◆ WRITTEN TASK: Write out each of the following lines word for word, without changing anything.

··· MATERIALS PROVIDED

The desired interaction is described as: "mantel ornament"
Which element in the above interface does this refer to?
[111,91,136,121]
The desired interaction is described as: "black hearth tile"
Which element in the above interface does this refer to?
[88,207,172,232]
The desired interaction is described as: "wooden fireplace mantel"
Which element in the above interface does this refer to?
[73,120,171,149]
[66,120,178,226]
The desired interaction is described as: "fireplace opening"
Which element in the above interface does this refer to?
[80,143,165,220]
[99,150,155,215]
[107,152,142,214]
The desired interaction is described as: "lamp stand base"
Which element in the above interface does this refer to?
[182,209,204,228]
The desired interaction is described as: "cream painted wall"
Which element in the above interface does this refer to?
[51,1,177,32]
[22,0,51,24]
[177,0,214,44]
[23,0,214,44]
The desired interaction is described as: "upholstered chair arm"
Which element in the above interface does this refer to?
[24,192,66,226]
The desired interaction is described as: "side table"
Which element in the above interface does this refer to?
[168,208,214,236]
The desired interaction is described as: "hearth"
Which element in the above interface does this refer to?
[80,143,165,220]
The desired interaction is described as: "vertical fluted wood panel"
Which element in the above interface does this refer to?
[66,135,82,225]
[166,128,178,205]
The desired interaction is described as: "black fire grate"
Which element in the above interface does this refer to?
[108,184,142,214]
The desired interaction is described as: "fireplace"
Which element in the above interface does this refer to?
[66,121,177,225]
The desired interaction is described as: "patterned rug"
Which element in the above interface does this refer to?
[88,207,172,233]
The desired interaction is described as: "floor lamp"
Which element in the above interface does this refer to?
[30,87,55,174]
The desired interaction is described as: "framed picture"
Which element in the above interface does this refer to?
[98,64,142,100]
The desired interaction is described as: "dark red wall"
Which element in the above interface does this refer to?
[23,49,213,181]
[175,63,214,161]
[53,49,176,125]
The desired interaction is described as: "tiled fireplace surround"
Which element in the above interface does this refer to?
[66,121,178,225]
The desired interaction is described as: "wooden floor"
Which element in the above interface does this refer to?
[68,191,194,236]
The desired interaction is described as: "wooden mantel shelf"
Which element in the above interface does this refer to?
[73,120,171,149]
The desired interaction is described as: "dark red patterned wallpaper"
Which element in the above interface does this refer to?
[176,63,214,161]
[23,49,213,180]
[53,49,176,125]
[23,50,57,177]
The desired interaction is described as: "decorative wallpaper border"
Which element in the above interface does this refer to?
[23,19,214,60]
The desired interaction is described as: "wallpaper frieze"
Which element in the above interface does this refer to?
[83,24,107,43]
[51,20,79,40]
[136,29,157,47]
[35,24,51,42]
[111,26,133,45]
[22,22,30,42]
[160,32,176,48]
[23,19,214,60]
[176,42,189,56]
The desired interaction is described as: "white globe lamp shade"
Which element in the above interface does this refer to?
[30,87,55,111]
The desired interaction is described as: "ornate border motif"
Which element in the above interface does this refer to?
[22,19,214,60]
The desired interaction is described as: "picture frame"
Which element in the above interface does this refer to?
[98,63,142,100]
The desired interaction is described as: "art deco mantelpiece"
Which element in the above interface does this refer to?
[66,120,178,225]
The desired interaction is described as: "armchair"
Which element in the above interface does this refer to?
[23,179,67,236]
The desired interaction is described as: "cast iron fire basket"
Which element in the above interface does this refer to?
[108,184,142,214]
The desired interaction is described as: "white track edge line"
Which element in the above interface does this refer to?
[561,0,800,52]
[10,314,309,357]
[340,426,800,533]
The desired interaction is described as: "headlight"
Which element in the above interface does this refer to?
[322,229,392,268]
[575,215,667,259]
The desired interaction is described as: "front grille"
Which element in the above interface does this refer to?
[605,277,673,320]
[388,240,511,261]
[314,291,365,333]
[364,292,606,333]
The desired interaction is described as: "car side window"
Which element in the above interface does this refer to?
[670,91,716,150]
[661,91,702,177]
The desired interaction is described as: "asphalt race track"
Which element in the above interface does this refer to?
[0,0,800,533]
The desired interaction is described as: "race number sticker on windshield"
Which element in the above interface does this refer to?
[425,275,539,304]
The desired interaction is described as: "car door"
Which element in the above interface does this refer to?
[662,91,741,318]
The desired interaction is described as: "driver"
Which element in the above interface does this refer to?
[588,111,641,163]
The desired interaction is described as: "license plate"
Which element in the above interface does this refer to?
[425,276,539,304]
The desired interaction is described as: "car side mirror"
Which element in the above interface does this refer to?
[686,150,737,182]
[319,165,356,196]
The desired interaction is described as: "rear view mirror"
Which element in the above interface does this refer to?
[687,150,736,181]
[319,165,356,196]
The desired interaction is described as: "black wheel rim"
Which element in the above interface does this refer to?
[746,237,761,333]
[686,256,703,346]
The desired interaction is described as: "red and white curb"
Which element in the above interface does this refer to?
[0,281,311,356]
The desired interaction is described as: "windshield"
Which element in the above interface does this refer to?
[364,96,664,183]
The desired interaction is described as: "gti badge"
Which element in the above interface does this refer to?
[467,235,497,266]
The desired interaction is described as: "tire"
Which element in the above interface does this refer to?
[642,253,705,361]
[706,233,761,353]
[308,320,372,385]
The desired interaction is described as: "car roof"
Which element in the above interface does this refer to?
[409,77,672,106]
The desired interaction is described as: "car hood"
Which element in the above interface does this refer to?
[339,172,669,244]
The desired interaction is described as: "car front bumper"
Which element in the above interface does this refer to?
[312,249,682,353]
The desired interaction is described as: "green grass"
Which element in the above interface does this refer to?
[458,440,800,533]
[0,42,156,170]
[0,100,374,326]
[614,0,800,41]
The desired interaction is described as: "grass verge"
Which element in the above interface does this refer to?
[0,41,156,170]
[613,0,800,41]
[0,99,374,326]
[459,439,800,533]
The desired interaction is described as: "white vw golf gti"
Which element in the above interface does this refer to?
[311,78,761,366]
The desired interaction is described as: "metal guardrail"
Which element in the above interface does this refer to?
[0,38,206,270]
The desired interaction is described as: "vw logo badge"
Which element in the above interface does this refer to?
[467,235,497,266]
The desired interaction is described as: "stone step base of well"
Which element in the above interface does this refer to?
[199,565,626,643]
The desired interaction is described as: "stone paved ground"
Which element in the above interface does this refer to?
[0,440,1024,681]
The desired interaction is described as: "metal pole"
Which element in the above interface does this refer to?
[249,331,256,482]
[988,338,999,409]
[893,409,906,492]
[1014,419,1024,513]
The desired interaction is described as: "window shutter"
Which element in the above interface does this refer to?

······

◆ EXERCISE RESULT:
The desired interaction is described as: "mantel ornament"
Which element in the above interface does this refer to?
[111,91,136,121]
The desired interaction is described as: "black hearth tile"
Which element in the above interface does this refer to?
[88,207,172,232]
The desired interaction is described as: "wooden fireplace mantel"
Which element in the above interface does this refer to?
[73,120,171,149]
[66,120,178,226]
The desired interaction is described as: "fireplace opening"
Which element in the above interface does this refer to?
[80,143,165,220]
[99,150,155,215]
[107,152,142,214]
The desired interaction is described as: "lamp stand base"
Which element in the above interface does this refer to?
[182,209,204,228]
The desired interaction is described as: "cream painted wall"
Which element in the above interface does this refer to?
[51,1,177,32]
[22,0,51,24]
[177,0,214,44]
[23,0,214,44]
The desired interaction is described as: "upholstered chair arm"
Which element in the above interface does this refer to?
[24,192,66,226]
The desired interaction is described as: "side table"
Which element in the above interface does this refer to?
[168,208,214,236]
The desired interaction is described as: "hearth"
Which element in the above interface does this refer to?
[80,143,165,220]
The desired interaction is described as: "vertical fluted wood panel"
Which element in the above interface does this refer to?
[66,135,82,225]
[166,128,178,205]
The desired interaction is described as: "black fire grate"
Which element in the above interface does this refer to?
[108,184,142,214]
The desired interaction is described as: "fireplace"
Which element in the above interface does this refer to?
[66,121,177,225]
The desired interaction is described as: "patterned rug"
Which element in the above interface does this refer to?
[88,207,172,233]
The desired interaction is described as: "floor lamp"
Which element in the above interface does this refer to?
[30,87,55,174]
The desired interaction is described as: "framed picture"
Which element in the above interface does this refer to?
[98,64,142,100]
The desired interaction is described as: "dark red wall"
Which element in the above interface does this refer to?
[23,49,213,181]
[175,63,214,161]
[53,49,176,125]
The desired interaction is described as: "tiled fireplace surround"
Which element in the above interface does this refer to?
[66,121,178,225]
The desired interaction is described as: "wooden floor"
Which element in the above interface does this refer to?
[68,191,194,236]
The desired interaction is described as: "wooden mantel shelf"
Which element in the above interface does this refer to?
[73,120,171,149]
The desired interaction is described as: "dark red patterned wallpaper"
Which element in the above interface does this refer to?
[176,63,214,161]
[23,49,213,180]
[53,49,176,125]
[23,50,57,177]
The desired interaction is described as: "decorative wallpaper border"
Which element in the above interface does this refer to?
[23,19,214,60]
The desired interaction is described as: "wallpaper frieze"
Which element in the above interface does this refer to?
[83,24,107,43]
[51,20,79,40]
[136,29,157,47]
[35,24,51,42]
[111,26,133,45]
[22,22,30,42]
[160,32,176,48]
[23,19,214,60]
[176,42,189,56]
The desired interaction is described as: "white globe lamp shade"
Which element in the above interface does this refer to?
[30,87,55,111]
The desired interaction is described as: "ornate border motif"
Which element in the above interface does this refer to?
[22,19,214,60]
The desired interaction is described as: "picture frame"
Which element in the above interface does this refer to?
[98,63,142,100]
The desired interaction is described as: "art deco mantelpiece"
Which element in the above interface does this refer to?
[66,120,178,225]
The desired interaction is described as: "armchair"
Which element in the above interface does this refer to?
[23,179,67,236]
The desired interaction is described as: "cast iron fire basket"
Which element in the above interface does this refer to?
[108,184,142,214]
The desired interaction is described as: "white track edge line"
Which element in the above interface does this refer to?
[561,0,800,52]
[10,314,309,357]
[340,426,800,533]
The desired interaction is described as: "headlight"
Which element in the above interface does this refer to?
[322,229,392,268]
[575,215,667,259]
The desired interaction is described as: "front grille"
Which element in the above interface does this refer to?
[605,277,673,320]
[388,240,511,261]
[314,291,365,333]
[364,292,606,333]
The desired interaction is described as: "car side window"
Which element in the above interface does this refer to?
[670,91,716,150]
[661,91,702,177]
The desired interaction is described as: "asphalt race track"
Which element in the above interface does this refer to?
[0,0,800,533]
The desired interaction is described as: "race number sticker on windshield"
Which element in the above interface does this refer to?
[425,275,539,304]
The desired interaction is described as: "car door"
Which element in the above interface does this refer to?
[662,91,741,318]
The desired interaction is described as: "driver"
Which element in the above interface does this refer to?
[588,111,641,163]
The desired interaction is described as: "license plate"
Which element in the above interface does this refer to?
[425,276,539,304]
The desired interaction is described as: "car side mirror"
Which element in the above interface does this refer to?
[686,150,737,182]
[319,165,356,196]
The desired interaction is described as: "rear view mirror"
Which element in the above interface does this refer to?
[687,150,736,181]
[319,165,356,196]
The desired interaction is described as: "black wheel rim"
Which element in the above interface does this refer to?
[746,237,761,333]
[686,256,703,346]
The desired interaction is described as: "red and white curb"
Which element in the above interface does this refer to?
[0,281,311,356]
The desired interaction is described as: "windshield"
Which element in the above interface does this refer to?
[364,96,664,183]
The desired interaction is described as: "gti badge"
Which element in the above interface does this refer to?
[467,235,497,266]
The desired interaction is described as: "tire"
Which element in the above interface does this refer to?
[642,253,705,361]
[706,233,761,353]
[308,320,372,385]
The desired interaction is described as: "car roof"
Which element in the above interface does this refer to?
[409,77,672,106]
The desired interaction is described as: "car hood"
Which element in the above interface does this refer to?
[339,172,669,244]
The desired interaction is described as: "car front bumper"
Which element in the above interface does this refer to?
[312,249,682,353]
The desired interaction is described as: "green grass"
Which element in the above interface does this refer to?
[458,440,800,533]
[0,42,156,170]
[0,100,374,326]
[614,0,800,41]
The desired interaction is described as: "grass verge"
Which element in the above interface does this refer to?
[0,41,156,170]
[613,0,800,41]
[0,99,374,326]
[459,439,800,533]
The desired interaction is described as: "white vw golf gti"
Which element in the above interface does this refer to?
[311,78,761,366]
The desired interaction is described as: "metal guardrail"
Which element in the above interface does this refer to?
[0,38,206,270]
The desired interaction is described as: "vw logo badge"
Which element in the above interface does this refer to?
[467,235,497,266]
The desired interaction is described as: "stone step base of well"
Which element in the above interface does this refer to?
[199,565,626,643]
The desired interaction is described as: "stone paved ground"
Which element in the above interface does this refer to?
[0,440,1024,681]
The desired interaction is described as: "metal pole"
Which element in the above interface does this refer to?
[249,331,256,482]
[988,338,999,409]
[893,409,906,492]
[1014,419,1024,513]
The desired interaction is described as: "window shutter"
Which element in the above interface does this refer to?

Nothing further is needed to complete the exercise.